* _What is needed_
Each entry must be given again exactly; images do not belong in the copy.

START Listed entries

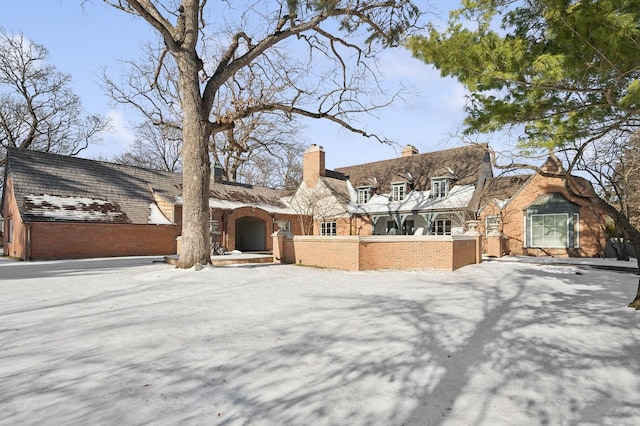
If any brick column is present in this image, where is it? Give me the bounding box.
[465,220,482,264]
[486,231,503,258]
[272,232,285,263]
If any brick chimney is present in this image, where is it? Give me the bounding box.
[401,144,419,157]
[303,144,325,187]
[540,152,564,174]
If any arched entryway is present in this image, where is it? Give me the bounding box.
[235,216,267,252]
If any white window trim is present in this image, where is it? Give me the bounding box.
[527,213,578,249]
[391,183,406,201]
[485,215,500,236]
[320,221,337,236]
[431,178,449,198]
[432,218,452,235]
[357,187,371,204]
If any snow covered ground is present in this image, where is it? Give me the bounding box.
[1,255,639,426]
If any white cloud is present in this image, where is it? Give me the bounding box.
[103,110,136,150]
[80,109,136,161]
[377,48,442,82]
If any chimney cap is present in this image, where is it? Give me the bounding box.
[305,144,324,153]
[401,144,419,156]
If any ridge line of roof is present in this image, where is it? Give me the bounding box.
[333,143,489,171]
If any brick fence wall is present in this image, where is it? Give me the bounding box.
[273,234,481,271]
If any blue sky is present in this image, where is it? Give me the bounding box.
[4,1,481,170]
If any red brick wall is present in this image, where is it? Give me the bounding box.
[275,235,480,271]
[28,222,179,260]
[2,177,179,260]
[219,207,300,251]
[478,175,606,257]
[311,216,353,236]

END Listed entries

* _Result of the exercise_
If any brick column is present in this image, where is it? Give me the bounding box.
[465,220,482,264]
[486,231,503,258]
[272,232,285,263]
If any brick chimney is present in this image, where is it? Give me the bounding box.
[401,144,419,157]
[303,144,325,187]
[540,152,564,174]
If any arched entryway is present in this image, where is it? Give me the bounding box.
[235,216,267,252]
If any white window trim is present in this image, where is it? Give me the bounding box.
[527,213,578,249]
[391,183,406,201]
[485,215,500,236]
[320,221,337,236]
[431,178,449,198]
[432,218,452,235]
[357,187,371,204]
If any snow covered ground is present in this image, where is it? Give me the bounding box.
[1,255,639,426]
If any white cloud is present in this image, where is it? Give me the bounding box.
[103,110,136,150]
[80,109,136,161]
[377,48,442,82]
If any chimney cap is present in this image, where is it? Give me the bounding box.
[305,144,324,153]
[401,144,419,156]
If any ridge line of roof is present in this image, where is it? Give me the bounding box.
[333,143,489,171]
If any brick fence wall is present in this image, where is it? Give me the bounding box.
[273,234,481,271]
If any blue sky is present in this image, where is it? Give me the bounding box.
[4,1,481,170]
If any red brick wall is present in this image, where is it? Give me the bounding box.
[275,235,480,271]
[28,222,179,260]
[2,177,179,260]
[219,207,300,251]
[478,175,606,257]
[311,216,353,236]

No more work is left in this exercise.